(YOUR INSTRUCTIONS): Reproduce exactly, with no other output, every line of the data below from the line containing "the green hill" to the end, inclusive.

(MATERIAL FOR THIS EXERCISE):
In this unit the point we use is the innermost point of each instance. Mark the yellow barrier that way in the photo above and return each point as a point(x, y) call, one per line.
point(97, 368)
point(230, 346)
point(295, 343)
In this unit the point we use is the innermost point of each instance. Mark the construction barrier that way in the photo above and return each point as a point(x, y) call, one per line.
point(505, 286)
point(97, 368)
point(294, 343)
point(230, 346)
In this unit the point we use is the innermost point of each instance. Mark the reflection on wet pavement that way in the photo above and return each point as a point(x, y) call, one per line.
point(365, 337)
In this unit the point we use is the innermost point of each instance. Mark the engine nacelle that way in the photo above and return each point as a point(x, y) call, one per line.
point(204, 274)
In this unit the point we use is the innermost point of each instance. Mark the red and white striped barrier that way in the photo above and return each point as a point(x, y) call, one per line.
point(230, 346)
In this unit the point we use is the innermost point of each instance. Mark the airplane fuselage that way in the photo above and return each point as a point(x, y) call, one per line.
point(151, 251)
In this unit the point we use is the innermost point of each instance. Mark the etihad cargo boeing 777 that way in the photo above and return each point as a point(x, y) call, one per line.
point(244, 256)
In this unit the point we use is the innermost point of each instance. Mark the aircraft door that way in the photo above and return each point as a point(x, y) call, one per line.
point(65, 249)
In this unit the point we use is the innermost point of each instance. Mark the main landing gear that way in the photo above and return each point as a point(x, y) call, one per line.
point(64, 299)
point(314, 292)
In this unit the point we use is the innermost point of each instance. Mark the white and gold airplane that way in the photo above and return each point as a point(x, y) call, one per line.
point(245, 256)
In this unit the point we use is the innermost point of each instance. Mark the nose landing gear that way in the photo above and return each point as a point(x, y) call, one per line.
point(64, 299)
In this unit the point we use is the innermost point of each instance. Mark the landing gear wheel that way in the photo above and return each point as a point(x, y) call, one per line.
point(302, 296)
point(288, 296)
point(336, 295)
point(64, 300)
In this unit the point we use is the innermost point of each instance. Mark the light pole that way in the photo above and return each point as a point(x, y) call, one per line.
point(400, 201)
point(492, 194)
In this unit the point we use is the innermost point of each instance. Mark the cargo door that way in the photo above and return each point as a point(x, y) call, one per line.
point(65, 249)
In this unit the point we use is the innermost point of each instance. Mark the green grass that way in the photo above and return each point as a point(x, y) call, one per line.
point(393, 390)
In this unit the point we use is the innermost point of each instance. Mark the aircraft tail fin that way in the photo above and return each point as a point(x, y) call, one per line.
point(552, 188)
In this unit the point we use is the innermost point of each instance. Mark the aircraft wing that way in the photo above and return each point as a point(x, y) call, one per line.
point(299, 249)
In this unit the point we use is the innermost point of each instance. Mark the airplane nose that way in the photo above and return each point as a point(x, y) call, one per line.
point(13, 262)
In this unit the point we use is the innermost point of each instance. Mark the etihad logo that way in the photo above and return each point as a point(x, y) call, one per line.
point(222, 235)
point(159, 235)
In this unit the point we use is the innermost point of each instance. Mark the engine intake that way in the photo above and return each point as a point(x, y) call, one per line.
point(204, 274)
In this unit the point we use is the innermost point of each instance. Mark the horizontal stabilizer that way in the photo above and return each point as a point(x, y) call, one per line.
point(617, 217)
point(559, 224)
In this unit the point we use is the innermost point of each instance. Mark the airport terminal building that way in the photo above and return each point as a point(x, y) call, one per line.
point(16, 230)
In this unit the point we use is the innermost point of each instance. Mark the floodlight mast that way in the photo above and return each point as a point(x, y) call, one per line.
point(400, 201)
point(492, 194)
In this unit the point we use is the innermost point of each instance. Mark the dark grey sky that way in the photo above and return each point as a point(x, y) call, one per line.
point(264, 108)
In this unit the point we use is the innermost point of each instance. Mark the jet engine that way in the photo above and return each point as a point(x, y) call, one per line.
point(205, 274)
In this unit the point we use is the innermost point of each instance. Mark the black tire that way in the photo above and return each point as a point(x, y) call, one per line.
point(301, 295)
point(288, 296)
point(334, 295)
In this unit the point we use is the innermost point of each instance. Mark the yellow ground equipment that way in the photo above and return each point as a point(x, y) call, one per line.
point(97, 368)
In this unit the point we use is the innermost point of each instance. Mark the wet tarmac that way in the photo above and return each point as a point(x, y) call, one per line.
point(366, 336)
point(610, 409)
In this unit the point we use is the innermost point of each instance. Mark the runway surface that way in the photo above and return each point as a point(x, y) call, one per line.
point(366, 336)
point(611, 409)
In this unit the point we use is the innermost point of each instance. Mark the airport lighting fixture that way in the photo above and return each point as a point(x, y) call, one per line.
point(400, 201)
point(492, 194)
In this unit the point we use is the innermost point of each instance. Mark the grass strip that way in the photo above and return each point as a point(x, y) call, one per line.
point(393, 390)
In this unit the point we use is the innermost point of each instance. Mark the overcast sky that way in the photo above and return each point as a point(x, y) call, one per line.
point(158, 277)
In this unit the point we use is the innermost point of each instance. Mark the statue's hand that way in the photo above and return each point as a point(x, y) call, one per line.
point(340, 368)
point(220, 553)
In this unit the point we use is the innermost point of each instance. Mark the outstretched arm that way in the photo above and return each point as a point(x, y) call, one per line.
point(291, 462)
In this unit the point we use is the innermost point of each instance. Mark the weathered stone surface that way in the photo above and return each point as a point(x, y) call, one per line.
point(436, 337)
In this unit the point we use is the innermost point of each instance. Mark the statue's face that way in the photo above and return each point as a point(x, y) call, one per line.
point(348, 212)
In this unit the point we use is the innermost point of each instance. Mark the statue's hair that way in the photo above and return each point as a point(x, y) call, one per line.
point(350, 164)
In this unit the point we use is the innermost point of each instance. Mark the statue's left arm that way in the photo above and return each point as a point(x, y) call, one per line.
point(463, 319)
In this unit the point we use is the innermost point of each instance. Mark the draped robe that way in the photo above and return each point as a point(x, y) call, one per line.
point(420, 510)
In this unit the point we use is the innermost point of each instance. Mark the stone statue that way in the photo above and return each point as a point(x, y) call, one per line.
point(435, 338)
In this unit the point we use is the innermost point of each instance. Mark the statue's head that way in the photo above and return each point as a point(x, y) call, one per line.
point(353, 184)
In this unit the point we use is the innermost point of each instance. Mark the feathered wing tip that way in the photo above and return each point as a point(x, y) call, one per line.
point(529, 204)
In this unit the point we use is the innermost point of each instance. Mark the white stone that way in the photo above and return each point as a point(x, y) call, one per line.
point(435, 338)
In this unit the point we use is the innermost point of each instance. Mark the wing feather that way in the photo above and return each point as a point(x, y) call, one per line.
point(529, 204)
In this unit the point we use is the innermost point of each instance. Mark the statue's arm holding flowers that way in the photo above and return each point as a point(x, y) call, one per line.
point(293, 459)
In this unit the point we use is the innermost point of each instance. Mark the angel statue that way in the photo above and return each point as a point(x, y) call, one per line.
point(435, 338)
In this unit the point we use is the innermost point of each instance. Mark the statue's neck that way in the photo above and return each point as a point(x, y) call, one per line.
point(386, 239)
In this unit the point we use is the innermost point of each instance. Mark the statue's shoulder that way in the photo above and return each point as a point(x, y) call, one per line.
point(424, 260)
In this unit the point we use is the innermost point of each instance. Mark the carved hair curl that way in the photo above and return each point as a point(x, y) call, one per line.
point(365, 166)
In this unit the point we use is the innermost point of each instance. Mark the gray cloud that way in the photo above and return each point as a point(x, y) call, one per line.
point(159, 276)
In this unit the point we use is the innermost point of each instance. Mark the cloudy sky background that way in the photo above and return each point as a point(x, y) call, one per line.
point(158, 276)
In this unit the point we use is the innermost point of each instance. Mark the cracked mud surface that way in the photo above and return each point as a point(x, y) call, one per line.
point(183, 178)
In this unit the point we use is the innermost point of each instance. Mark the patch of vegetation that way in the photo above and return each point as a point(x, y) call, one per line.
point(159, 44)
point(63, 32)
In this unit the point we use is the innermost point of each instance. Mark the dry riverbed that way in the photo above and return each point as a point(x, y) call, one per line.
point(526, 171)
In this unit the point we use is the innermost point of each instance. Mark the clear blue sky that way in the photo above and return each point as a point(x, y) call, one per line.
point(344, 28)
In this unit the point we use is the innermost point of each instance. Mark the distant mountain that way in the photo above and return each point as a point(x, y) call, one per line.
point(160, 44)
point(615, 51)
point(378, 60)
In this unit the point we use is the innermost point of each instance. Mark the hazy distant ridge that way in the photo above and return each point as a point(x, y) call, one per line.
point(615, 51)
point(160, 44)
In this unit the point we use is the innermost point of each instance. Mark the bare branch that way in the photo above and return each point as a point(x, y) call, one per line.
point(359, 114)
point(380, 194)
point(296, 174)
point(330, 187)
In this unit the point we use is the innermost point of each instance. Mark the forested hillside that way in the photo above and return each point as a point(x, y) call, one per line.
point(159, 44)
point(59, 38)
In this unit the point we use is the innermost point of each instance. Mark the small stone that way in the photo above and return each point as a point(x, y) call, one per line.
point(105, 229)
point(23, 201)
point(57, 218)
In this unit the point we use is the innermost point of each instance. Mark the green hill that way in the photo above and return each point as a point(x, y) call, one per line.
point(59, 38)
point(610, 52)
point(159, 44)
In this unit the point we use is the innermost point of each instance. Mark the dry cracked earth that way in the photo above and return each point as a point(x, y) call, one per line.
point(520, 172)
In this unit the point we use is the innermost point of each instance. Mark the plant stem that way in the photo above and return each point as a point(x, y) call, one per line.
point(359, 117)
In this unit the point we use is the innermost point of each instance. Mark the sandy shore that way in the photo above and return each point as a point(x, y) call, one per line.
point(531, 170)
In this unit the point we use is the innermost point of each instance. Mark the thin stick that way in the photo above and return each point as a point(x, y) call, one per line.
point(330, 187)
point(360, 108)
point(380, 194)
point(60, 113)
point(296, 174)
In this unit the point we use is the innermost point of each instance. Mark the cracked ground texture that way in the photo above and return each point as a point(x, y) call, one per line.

(EXERCISE SOLUTION):
In this unit the point we use is the innermost point of each instance. Mark the green hill that way in the photo above and return each point as a point(x, y) call, one per line.
point(59, 38)
point(610, 52)
point(159, 44)
In this unit the point we use is the innermost point of each instance. Mark the dry cracked earth that way in the photo above and return each point as a point(x, y) call, one per line.
point(520, 172)
In this unit the point we use is the innermost point of each instance. Mark the plant stem that way in the photo above and return each point as a point(x, y) call, one per line.
point(359, 117)
In this unit the point we use is the innermost point of each instance. Mark the sandy shore that way in the photo above and return each point as a point(x, y) call, one per line.
point(531, 170)
In this unit the point we use is the innermost point of each instance. Mark the thin stick that way in the photo above and return each point as a point(x, y) call, one per line.
point(330, 187)
point(360, 108)
point(380, 194)
point(60, 113)
point(296, 174)
In this unit the point we use is the innermost point of each instance. Mark the cracked ground texture that way in the photo above and return each point as a point(x, y) call, one per line.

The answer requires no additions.